Data listing ->

* * * * * * * * *

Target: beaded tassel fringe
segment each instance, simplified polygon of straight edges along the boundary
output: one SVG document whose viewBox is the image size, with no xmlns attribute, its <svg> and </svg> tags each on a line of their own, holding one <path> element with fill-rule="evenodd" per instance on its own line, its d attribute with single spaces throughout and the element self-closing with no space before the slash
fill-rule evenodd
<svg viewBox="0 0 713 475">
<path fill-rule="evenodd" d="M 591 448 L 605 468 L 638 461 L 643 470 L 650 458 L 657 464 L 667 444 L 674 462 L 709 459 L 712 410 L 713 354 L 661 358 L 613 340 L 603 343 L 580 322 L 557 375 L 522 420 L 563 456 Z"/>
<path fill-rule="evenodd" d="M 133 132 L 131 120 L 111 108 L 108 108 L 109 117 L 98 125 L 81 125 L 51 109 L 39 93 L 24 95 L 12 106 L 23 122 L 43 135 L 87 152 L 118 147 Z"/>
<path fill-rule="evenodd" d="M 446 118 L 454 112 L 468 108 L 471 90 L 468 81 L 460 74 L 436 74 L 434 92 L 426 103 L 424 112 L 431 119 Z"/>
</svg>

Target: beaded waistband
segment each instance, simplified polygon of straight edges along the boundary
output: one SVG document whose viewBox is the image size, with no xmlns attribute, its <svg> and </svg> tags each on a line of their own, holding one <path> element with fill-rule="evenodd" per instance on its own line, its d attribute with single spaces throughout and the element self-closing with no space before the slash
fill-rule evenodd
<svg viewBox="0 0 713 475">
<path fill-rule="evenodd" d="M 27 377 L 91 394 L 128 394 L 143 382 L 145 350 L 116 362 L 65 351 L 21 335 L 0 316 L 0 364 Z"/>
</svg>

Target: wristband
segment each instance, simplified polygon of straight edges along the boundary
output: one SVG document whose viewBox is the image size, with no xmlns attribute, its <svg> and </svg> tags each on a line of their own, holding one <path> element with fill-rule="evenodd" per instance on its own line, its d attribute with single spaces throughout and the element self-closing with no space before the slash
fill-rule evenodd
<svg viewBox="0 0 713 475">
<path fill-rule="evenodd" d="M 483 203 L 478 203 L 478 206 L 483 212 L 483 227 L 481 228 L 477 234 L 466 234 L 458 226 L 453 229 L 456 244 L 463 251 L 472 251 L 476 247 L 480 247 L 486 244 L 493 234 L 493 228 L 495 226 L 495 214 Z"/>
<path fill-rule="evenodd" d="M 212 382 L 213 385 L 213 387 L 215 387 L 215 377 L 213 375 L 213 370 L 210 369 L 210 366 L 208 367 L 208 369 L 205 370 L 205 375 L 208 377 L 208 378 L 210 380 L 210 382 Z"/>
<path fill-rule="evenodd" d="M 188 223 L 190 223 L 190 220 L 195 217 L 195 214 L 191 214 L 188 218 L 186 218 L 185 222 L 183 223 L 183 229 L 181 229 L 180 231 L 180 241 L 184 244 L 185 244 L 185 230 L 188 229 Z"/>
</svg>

* * * * * * * * *

What needs to be done ->
Can you convert every line of the rows above into a JSON list of strings, one string per line, with the blank lines left out?

The response ->
[
  "Target: beaded tassel fringe",
  "segment each instance, simplified polygon of straight edges along the boundary",
  "output: one SVG document whose viewBox is the image size, with no xmlns attribute, its <svg> and </svg> tags each on a line of their own, holding one <path> element with fill-rule=\"evenodd\" per instance on its own line, its d attribute with single spaces throughout and the element self-closing with no space before the slash",
  "fill-rule evenodd",
  "<svg viewBox=\"0 0 713 475\">",
  "<path fill-rule=\"evenodd\" d=\"M 591 448 L 605 468 L 638 461 L 643 470 L 650 458 L 657 464 L 667 444 L 674 462 L 709 459 L 712 410 L 713 354 L 661 358 L 613 340 L 603 343 L 580 322 L 557 375 L 522 420 L 563 456 Z\"/>",
  "<path fill-rule=\"evenodd\" d=\"M 133 132 L 131 120 L 111 108 L 108 108 L 109 117 L 98 125 L 81 125 L 51 109 L 39 93 L 24 95 L 12 106 L 23 122 L 43 135 L 87 152 L 118 147 Z\"/>",
  "<path fill-rule=\"evenodd\" d=\"M 446 118 L 454 112 L 468 108 L 471 90 L 468 81 L 460 74 L 436 74 L 434 92 L 426 103 L 424 112 L 431 119 Z\"/>",
  "</svg>",
  "Target: beaded waistband",
  "segment each instance, simplified polygon of straight edges along the boundary",
  "output: one SVG document whose viewBox is the image size, with no xmlns attribute, its <svg> and </svg> tags each on a line of their own, holding one <path> element with fill-rule=\"evenodd\" per instance on its own line, its d attribute with single spaces throughout and the element self-closing with no space before the slash",
  "fill-rule evenodd",
  "<svg viewBox=\"0 0 713 475\">",
  "<path fill-rule=\"evenodd\" d=\"M 27 377 L 91 394 L 128 394 L 143 382 L 145 350 L 116 362 L 65 351 L 21 335 L 0 316 L 0 364 Z\"/>",
  "</svg>",
  "Target: wristband",
  "segment each instance, simplified polygon of straight edges along the boundary",
  "output: one SVG document whose viewBox is the image size, with no xmlns attribute, its <svg> and </svg> tags each on a line of their own, holding one <path> element with fill-rule=\"evenodd\" per instance on its own line, its d attribute with single spaces throughout and the element self-closing with no space before the slash",
  "fill-rule evenodd",
  "<svg viewBox=\"0 0 713 475\">",
  "<path fill-rule=\"evenodd\" d=\"M 483 203 L 478 203 L 478 206 L 483 212 L 483 227 L 481 228 L 477 234 L 466 234 L 458 226 L 453 229 L 456 244 L 463 251 L 472 251 L 476 247 L 480 247 L 486 244 L 493 234 L 493 228 L 495 226 L 495 214 Z\"/>",
  "<path fill-rule=\"evenodd\" d=\"M 212 382 L 213 385 L 213 387 L 215 387 L 215 377 L 213 375 L 213 370 L 210 369 L 210 366 L 208 367 L 208 369 L 205 370 L 205 375 L 208 377 L 208 378 L 210 380 L 210 382 Z\"/>",
  "<path fill-rule=\"evenodd\" d=\"M 188 223 L 190 223 L 190 220 L 195 217 L 195 214 L 191 214 L 188 218 L 186 218 L 185 222 L 183 223 L 183 229 L 181 229 L 180 231 L 180 241 L 184 244 L 185 244 L 185 230 L 188 229 Z\"/>",
  "</svg>"
]